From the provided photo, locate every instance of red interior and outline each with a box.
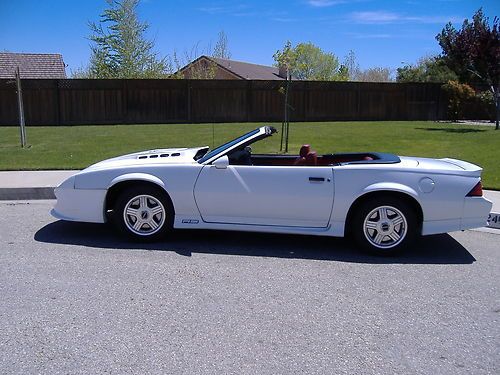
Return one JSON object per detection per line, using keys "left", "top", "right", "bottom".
{"left": 253, "top": 152, "right": 375, "bottom": 167}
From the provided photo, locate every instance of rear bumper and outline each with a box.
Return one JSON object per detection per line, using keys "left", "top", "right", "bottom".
{"left": 422, "top": 196, "right": 492, "bottom": 235}
{"left": 461, "top": 196, "right": 493, "bottom": 230}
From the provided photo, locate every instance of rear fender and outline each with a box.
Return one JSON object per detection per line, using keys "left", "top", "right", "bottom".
{"left": 362, "top": 182, "right": 419, "bottom": 200}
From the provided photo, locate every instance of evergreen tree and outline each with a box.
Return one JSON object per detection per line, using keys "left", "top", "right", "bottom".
{"left": 85, "top": 0, "right": 169, "bottom": 78}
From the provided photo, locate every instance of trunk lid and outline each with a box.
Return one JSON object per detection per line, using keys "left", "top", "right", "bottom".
{"left": 413, "top": 157, "right": 483, "bottom": 177}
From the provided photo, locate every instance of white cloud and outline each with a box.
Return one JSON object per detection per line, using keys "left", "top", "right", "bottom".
{"left": 307, "top": 0, "right": 347, "bottom": 7}
{"left": 350, "top": 11, "right": 462, "bottom": 24}
{"left": 352, "top": 33, "right": 393, "bottom": 39}
{"left": 198, "top": 4, "right": 249, "bottom": 15}
{"left": 352, "top": 11, "right": 400, "bottom": 23}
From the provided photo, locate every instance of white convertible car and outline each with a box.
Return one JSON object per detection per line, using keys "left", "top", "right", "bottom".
{"left": 52, "top": 126, "right": 492, "bottom": 255}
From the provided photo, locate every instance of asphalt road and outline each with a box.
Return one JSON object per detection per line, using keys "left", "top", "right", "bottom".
{"left": 0, "top": 200, "right": 498, "bottom": 375}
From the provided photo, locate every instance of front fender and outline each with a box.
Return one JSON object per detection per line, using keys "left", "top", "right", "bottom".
{"left": 109, "top": 173, "right": 165, "bottom": 189}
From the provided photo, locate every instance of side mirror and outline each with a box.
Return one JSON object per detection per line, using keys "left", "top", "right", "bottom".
{"left": 213, "top": 155, "right": 229, "bottom": 169}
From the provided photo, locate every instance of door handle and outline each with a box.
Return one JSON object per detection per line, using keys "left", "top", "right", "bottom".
{"left": 309, "top": 177, "right": 325, "bottom": 182}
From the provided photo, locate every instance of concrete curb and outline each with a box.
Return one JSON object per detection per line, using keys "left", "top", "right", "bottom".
{"left": 0, "top": 170, "right": 77, "bottom": 201}
{"left": 0, "top": 187, "right": 55, "bottom": 200}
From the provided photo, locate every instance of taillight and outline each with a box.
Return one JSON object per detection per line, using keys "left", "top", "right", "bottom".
{"left": 466, "top": 181, "right": 483, "bottom": 197}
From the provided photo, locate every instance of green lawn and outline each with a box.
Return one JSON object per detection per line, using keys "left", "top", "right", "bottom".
{"left": 1, "top": 121, "right": 498, "bottom": 189}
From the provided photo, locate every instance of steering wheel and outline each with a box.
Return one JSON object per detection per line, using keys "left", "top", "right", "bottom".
{"left": 229, "top": 146, "right": 252, "bottom": 165}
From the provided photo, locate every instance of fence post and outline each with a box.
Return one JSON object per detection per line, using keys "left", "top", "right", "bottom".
{"left": 246, "top": 80, "right": 252, "bottom": 122}
{"left": 15, "top": 67, "right": 27, "bottom": 147}
{"left": 357, "top": 83, "right": 361, "bottom": 120}
{"left": 55, "top": 79, "right": 61, "bottom": 126}
{"left": 186, "top": 80, "right": 191, "bottom": 123}
{"left": 122, "top": 80, "right": 128, "bottom": 124}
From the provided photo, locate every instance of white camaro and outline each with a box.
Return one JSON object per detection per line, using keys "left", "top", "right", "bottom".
{"left": 52, "top": 126, "right": 492, "bottom": 255}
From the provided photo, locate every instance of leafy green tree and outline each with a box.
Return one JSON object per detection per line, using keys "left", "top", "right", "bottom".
{"left": 436, "top": 8, "right": 500, "bottom": 129}
{"left": 396, "top": 56, "right": 458, "bottom": 83}
{"left": 82, "top": 0, "right": 170, "bottom": 78}
{"left": 273, "top": 41, "right": 347, "bottom": 81}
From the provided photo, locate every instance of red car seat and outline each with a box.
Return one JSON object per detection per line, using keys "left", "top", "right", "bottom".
{"left": 294, "top": 145, "right": 311, "bottom": 165}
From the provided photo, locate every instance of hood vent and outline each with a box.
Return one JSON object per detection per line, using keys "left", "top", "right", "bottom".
{"left": 137, "top": 153, "right": 170, "bottom": 160}
{"left": 136, "top": 152, "right": 181, "bottom": 160}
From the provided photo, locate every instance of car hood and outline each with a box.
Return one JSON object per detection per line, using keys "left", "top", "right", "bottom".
{"left": 84, "top": 146, "right": 209, "bottom": 171}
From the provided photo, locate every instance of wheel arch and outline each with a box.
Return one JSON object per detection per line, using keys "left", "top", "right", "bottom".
{"left": 345, "top": 187, "right": 424, "bottom": 237}
{"left": 105, "top": 174, "right": 174, "bottom": 218}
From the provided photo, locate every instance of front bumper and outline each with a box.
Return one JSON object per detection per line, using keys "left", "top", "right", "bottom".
{"left": 52, "top": 177, "right": 107, "bottom": 223}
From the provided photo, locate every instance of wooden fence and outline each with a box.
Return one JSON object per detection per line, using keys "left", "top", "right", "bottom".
{"left": 0, "top": 78, "right": 482, "bottom": 126}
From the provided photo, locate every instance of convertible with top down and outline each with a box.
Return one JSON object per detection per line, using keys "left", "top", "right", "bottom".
{"left": 52, "top": 126, "right": 492, "bottom": 255}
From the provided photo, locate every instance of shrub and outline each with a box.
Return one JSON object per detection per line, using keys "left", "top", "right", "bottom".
{"left": 442, "top": 80, "right": 475, "bottom": 121}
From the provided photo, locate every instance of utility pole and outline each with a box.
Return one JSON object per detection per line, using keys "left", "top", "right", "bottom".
{"left": 15, "top": 67, "right": 27, "bottom": 147}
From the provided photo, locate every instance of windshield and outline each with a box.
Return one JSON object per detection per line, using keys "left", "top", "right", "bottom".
{"left": 197, "top": 128, "right": 260, "bottom": 164}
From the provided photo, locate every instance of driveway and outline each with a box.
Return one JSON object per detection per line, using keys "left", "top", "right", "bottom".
{"left": 0, "top": 200, "right": 498, "bottom": 375}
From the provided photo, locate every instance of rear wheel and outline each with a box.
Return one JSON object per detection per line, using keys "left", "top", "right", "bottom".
{"left": 113, "top": 185, "right": 173, "bottom": 241}
{"left": 351, "top": 196, "right": 417, "bottom": 256}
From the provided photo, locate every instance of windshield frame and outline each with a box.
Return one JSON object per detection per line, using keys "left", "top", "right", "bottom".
{"left": 197, "top": 126, "right": 274, "bottom": 164}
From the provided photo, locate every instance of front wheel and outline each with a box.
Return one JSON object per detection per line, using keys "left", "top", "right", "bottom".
{"left": 113, "top": 185, "right": 173, "bottom": 241}
{"left": 351, "top": 196, "right": 418, "bottom": 256}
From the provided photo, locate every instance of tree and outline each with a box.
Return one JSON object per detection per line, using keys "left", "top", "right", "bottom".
{"left": 273, "top": 41, "right": 347, "bottom": 81}
{"left": 82, "top": 0, "right": 170, "bottom": 78}
{"left": 343, "top": 50, "right": 360, "bottom": 81}
{"left": 436, "top": 8, "right": 500, "bottom": 129}
{"left": 356, "top": 67, "right": 394, "bottom": 82}
{"left": 396, "top": 56, "right": 458, "bottom": 83}
{"left": 174, "top": 30, "right": 232, "bottom": 79}
{"left": 212, "top": 30, "right": 231, "bottom": 60}
{"left": 341, "top": 50, "right": 393, "bottom": 82}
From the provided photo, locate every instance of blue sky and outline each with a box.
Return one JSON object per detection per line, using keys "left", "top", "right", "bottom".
{"left": 1, "top": 0, "right": 498, "bottom": 76}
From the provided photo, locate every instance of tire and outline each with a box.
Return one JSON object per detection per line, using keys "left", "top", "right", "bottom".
{"left": 113, "top": 185, "right": 174, "bottom": 242}
{"left": 351, "top": 196, "right": 418, "bottom": 256}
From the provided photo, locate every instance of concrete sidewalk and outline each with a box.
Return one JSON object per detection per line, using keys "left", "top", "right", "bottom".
{"left": 0, "top": 170, "right": 499, "bottom": 226}
{"left": 0, "top": 170, "right": 78, "bottom": 200}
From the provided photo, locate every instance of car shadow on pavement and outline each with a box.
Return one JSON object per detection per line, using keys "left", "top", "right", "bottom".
{"left": 34, "top": 220, "right": 476, "bottom": 265}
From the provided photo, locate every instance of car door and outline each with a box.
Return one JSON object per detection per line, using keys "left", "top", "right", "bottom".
{"left": 193, "top": 164, "right": 334, "bottom": 227}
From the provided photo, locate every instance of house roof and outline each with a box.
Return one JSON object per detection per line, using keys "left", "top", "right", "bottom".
{"left": 0, "top": 53, "right": 66, "bottom": 79}
{"left": 180, "top": 55, "right": 286, "bottom": 80}
{"left": 211, "top": 57, "right": 285, "bottom": 80}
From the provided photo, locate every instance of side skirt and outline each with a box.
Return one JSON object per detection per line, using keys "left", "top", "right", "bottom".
{"left": 174, "top": 215, "right": 342, "bottom": 237}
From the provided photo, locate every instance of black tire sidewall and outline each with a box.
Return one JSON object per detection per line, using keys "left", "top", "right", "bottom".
{"left": 113, "top": 185, "right": 174, "bottom": 242}
{"left": 351, "top": 196, "right": 417, "bottom": 256}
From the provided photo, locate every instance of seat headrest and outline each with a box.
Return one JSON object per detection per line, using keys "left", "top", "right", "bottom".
{"left": 299, "top": 145, "right": 311, "bottom": 158}
{"left": 306, "top": 151, "right": 317, "bottom": 166}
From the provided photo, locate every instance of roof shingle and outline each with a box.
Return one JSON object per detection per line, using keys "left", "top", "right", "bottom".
{"left": 211, "top": 57, "right": 285, "bottom": 80}
{"left": 0, "top": 53, "right": 66, "bottom": 79}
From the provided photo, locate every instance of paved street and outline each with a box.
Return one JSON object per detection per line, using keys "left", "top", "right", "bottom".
{"left": 0, "top": 200, "right": 499, "bottom": 375}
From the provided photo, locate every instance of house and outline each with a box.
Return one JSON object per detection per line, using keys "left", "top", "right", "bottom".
{"left": 178, "top": 55, "right": 288, "bottom": 80}
{"left": 0, "top": 52, "right": 66, "bottom": 79}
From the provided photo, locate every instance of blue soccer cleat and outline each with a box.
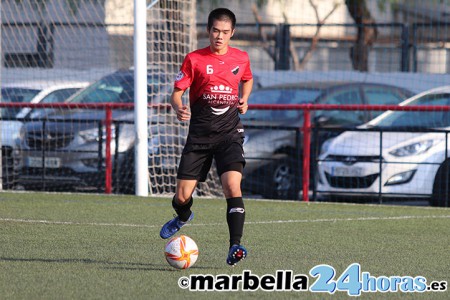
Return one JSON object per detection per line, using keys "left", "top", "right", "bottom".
{"left": 226, "top": 244, "right": 247, "bottom": 266}
{"left": 159, "top": 212, "right": 194, "bottom": 239}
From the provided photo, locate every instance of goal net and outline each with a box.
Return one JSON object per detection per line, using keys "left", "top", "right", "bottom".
{"left": 146, "top": 0, "right": 222, "bottom": 197}
{"left": 0, "top": 0, "right": 225, "bottom": 197}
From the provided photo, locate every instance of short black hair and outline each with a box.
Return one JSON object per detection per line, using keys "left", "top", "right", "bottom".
{"left": 207, "top": 8, "right": 236, "bottom": 31}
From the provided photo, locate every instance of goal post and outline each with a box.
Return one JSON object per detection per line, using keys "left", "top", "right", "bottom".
{"left": 134, "top": 0, "right": 148, "bottom": 196}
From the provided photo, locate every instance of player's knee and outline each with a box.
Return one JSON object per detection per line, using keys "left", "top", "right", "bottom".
{"left": 175, "top": 194, "right": 191, "bottom": 205}
{"left": 176, "top": 188, "right": 195, "bottom": 204}
{"left": 175, "top": 183, "right": 196, "bottom": 204}
{"left": 222, "top": 182, "right": 242, "bottom": 198}
{"left": 220, "top": 169, "right": 243, "bottom": 198}
{"left": 173, "top": 195, "right": 193, "bottom": 209}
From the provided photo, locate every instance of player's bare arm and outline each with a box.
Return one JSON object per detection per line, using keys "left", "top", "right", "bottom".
{"left": 238, "top": 78, "right": 253, "bottom": 114}
{"left": 170, "top": 88, "right": 191, "bottom": 122}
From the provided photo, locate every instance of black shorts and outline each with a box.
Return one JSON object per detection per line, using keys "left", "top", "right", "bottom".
{"left": 177, "top": 138, "right": 245, "bottom": 182}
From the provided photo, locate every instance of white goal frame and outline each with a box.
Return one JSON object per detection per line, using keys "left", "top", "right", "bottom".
{"left": 134, "top": 0, "right": 149, "bottom": 196}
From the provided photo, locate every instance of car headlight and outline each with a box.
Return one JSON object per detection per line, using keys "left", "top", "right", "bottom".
{"left": 385, "top": 170, "right": 416, "bottom": 186}
{"left": 79, "top": 125, "right": 116, "bottom": 143}
{"left": 389, "top": 140, "right": 434, "bottom": 157}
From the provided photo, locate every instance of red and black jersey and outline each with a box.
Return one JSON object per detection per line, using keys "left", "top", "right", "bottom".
{"left": 174, "top": 46, "right": 252, "bottom": 144}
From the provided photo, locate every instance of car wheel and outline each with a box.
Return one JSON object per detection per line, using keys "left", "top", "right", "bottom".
{"left": 431, "top": 160, "right": 450, "bottom": 207}
{"left": 262, "top": 154, "right": 300, "bottom": 200}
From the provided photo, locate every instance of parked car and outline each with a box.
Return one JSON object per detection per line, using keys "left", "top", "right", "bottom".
{"left": 0, "top": 81, "right": 89, "bottom": 189}
{"left": 316, "top": 86, "right": 450, "bottom": 207}
{"left": 241, "top": 81, "right": 414, "bottom": 200}
{"left": 17, "top": 69, "right": 184, "bottom": 194}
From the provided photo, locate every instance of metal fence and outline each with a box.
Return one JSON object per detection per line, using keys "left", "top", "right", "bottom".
{"left": 2, "top": 101, "right": 449, "bottom": 207}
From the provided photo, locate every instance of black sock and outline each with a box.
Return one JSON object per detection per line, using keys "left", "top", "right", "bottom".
{"left": 226, "top": 197, "right": 245, "bottom": 248}
{"left": 172, "top": 196, "right": 193, "bottom": 222}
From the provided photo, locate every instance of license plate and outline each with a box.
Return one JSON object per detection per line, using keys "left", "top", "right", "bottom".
{"left": 27, "top": 157, "right": 61, "bottom": 168}
{"left": 331, "top": 166, "right": 362, "bottom": 177}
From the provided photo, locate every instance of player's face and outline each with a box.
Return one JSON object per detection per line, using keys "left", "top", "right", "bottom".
{"left": 208, "top": 19, "right": 235, "bottom": 55}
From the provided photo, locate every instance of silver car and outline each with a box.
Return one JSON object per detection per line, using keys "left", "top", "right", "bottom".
{"left": 18, "top": 70, "right": 185, "bottom": 194}
{"left": 241, "top": 81, "right": 414, "bottom": 200}
{"left": 1, "top": 81, "right": 89, "bottom": 189}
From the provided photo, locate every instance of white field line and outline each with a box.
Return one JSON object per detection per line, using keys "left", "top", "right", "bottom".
{"left": 0, "top": 215, "right": 449, "bottom": 229}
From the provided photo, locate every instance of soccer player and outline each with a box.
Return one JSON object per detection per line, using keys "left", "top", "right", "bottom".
{"left": 159, "top": 8, "right": 253, "bottom": 267}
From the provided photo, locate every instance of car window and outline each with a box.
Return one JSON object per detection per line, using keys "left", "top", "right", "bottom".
{"left": 241, "top": 88, "right": 321, "bottom": 121}
{"left": 316, "top": 87, "right": 365, "bottom": 126}
{"left": 41, "top": 88, "right": 81, "bottom": 104}
{"left": 325, "top": 88, "right": 362, "bottom": 105}
{"left": 1, "top": 88, "right": 40, "bottom": 103}
{"left": 363, "top": 87, "right": 406, "bottom": 118}
{"left": 28, "top": 88, "right": 82, "bottom": 119}
{"left": 69, "top": 74, "right": 136, "bottom": 104}
{"left": 363, "top": 87, "right": 405, "bottom": 105}
{"left": 1, "top": 87, "right": 41, "bottom": 118}
{"left": 70, "top": 80, "right": 121, "bottom": 104}
{"left": 376, "top": 93, "right": 450, "bottom": 128}
{"left": 69, "top": 73, "right": 166, "bottom": 104}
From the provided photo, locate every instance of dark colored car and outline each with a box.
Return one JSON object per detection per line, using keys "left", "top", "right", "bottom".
{"left": 18, "top": 69, "right": 186, "bottom": 194}
{"left": 241, "top": 81, "right": 414, "bottom": 200}
{"left": 1, "top": 82, "right": 88, "bottom": 189}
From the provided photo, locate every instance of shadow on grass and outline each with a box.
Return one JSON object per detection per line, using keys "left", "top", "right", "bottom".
{"left": 1, "top": 256, "right": 219, "bottom": 272}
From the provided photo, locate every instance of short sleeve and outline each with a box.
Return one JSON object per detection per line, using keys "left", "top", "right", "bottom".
{"left": 241, "top": 52, "right": 253, "bottom": 81}
{"left": 174, "top": 55, "right": 194, "bottom": 90}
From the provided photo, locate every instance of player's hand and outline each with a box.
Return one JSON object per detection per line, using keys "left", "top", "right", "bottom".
{"left": 237, "top": 99, "right": 248, "bottom": 114}
{"left": 176, "top": 105, "right": 191, "bottom": 122}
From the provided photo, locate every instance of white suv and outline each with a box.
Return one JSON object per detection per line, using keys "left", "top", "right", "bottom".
{"left": 317, "top": 86, "right": 450, "bottom": 207}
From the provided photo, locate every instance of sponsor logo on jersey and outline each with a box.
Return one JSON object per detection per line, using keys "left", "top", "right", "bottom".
{"left": 231, "top": 66, "right": 240, "bottom": 75}
{"left": 210, "top": 85, "right": 233, "bottom": 94}
{"left": 211, "top": 107, "right": 230, "bottom": 115}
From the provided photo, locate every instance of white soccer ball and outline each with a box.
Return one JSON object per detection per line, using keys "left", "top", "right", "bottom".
{"left": 164, "top": 235, "right": 199, "bottom": 269}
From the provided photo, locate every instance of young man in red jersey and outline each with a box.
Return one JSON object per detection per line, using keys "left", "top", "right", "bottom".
{"left": 160, "top": 8, "right": 253, "bottom": 266}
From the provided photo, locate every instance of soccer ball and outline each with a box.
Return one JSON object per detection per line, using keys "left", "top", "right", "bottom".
{"left": 164, "top": 235, "right": 199, "bottom": 269}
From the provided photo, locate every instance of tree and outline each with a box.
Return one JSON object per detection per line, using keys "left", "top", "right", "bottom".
{"left": 252, "top": 0, "right": 341, "bottom": 71}
{"left": 295, "top": 0, "right": 340, "bottom": 70}
{"left": 345, "top": 0, "right": 378, "bottom": 71}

#### Try it:
Please report every line of the listing that contains the string "frame".

#### Exercise answer:
From the provided photo, locate every instance of windshield frame and outline each with a box.
From the provided photo, locate every instance of white goal frame and outline each with a box.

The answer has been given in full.